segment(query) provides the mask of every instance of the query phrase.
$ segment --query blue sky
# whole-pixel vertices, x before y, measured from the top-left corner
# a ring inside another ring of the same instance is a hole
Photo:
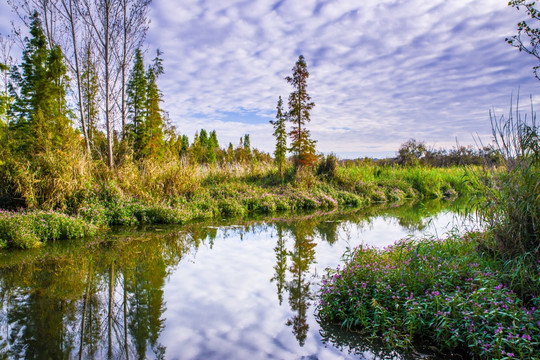
[[[507,113],[518,88],[522,103],[540,102],[537,63],[504,41],[525,16],[507,3],[154,0],[148,58],[164,51],[163,105],[190,138],[215,129],[226,146],[249,133],[272,151],[268,121],[303,54],[318,151],[392,156],[409,138],[473,144],[489,138],[489,109]]]

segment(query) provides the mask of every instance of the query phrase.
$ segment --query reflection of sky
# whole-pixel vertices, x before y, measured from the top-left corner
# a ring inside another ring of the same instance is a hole
[[[452,227],[452,217],[440,214],[426,230],[441,235]],[[410,231],[392,218],[376,217],[365,227],[341,223],[333,245],[315,239],[316,264],[310,271],[320,276],[326,267],[335,267],[348,246],[363,242],[384,247],[408,234]],[[292,250],[294,239],[288,234],[286,239],[287,248]],[[294,312],[287,294],[279,305],[276,284],[270,282],[276,242],[274,227],[256,228],[242,236],[219,230],[213,248],[201,245],[193,261],[178,265],[165,286],[167,310],[161,342],[167,348],[167,358],[344,358],[338,349],[321,342],[313,306],[308,310],[310,329],[303,347],[292,328],[285,325]],[[287,261],[289,267],[290,258]],[[313,275],[308,277],[317,280]],[[311,287],[314,289],[316,286]]]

********

● The task: Reproduce each line above that contains "segment".

● Reply:
segment(query) provides the mask of every instance of the query phrase.
$ segment --query blue sky
segment(query) provides the mask of every instance of the query phrase.
$ segment --query reflection of sky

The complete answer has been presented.